> _Source_
I'm Douglas Gourlay, Vice President of Marketing for data center, high-performance computing and high-frequency trading network switch vendor Arista Networks.
Over the past week I polled some folks at different companies manufacturing products that are part of their 'fabric strategy' to get their opinion on what makes their fabric different than a more traditional network.
The best answer came from an account manager at Brocade - "It's really nothing different, but its a different term and it gives me a reason to have a conversation with someone who might otherwise not be so inclined. It also lets me talk about something different so they (the network team) has something to bring up of interest to the rest of the IT organization."
I thought this was one of the most direct answers I received - and it makes a good bit of sense. If all you are talking about it 'same old, same old' Layer-2 and Layer-3 networks, how interesting is that? Many virtualization and server and storage groups within IT will assert that 'we know that stuff' so there is no reason to give the network team any airtime or to pay attention to them, but introduce 'fabric' and at least we think we have something new to discuss.

> _Problem 1_
In the text on network fabrics, where did the author say the best answer came from?
> _Problem 2_
Decide whether each statement agrees with the text on network fabrics, answering yes or no and quoting the deciding words: (a) The author collected opinions over the past week. (b) The Brocade account manager said a fabric is fundamentally different from a traditional network. (c) The author works for Brocade.
The records are separate material, unrelated to the text on network fabrics.

(Data for coordinate labeling)

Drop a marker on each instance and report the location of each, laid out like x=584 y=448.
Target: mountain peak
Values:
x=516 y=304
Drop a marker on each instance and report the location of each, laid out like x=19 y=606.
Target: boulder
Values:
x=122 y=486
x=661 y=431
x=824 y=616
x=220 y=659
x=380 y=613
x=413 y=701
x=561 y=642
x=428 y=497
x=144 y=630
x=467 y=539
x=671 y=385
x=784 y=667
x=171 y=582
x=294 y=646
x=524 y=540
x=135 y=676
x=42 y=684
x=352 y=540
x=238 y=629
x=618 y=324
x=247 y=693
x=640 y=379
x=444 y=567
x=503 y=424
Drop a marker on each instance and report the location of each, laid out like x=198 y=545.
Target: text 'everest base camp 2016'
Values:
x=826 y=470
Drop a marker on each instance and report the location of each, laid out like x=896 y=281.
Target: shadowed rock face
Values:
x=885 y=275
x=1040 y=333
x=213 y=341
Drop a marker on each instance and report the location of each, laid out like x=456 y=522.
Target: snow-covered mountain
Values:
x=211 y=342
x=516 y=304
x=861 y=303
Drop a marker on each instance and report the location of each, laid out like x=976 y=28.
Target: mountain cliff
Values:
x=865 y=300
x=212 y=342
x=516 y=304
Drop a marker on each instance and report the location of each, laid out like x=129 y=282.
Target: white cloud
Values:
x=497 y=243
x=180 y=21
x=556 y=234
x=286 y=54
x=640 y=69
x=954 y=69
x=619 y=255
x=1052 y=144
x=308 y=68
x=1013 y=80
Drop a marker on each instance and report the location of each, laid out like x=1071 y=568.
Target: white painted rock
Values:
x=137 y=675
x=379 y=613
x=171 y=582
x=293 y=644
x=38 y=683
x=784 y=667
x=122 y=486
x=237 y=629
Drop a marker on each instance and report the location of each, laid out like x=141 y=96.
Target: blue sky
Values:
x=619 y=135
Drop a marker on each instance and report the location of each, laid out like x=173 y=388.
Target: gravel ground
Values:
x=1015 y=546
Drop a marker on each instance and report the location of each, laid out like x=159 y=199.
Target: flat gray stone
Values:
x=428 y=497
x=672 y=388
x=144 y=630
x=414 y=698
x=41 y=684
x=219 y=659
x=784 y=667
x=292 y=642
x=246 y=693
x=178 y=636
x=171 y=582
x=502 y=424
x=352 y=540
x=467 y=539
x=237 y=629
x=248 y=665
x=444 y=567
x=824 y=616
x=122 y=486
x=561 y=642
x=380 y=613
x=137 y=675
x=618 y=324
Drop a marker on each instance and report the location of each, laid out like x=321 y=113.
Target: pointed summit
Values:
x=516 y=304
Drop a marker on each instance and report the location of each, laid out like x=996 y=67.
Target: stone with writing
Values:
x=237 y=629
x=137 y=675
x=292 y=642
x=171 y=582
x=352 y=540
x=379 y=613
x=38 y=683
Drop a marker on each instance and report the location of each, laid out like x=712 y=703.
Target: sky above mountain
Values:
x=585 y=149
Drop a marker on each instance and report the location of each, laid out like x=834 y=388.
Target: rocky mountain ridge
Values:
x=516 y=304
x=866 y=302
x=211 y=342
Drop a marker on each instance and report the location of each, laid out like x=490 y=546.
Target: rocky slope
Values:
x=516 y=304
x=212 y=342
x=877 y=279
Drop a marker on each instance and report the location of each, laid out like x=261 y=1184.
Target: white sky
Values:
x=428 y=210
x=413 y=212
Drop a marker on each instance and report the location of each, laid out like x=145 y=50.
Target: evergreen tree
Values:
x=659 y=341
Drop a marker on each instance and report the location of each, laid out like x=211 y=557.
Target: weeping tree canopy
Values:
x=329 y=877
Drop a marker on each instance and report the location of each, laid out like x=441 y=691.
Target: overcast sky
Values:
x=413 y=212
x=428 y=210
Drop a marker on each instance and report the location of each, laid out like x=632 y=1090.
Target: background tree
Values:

> _Worked answer 1_
It came from an account manager at Brocade.

> _Worked answer 2_
(a) Yes: "Over the past week I polled some folks at different companies"
(b) No: "It's really nothing different, but its a different term"
(c) No: "Vice President of Marketing for data center, high-performance computing and high-frequency trading network switch vendor Arista Networks"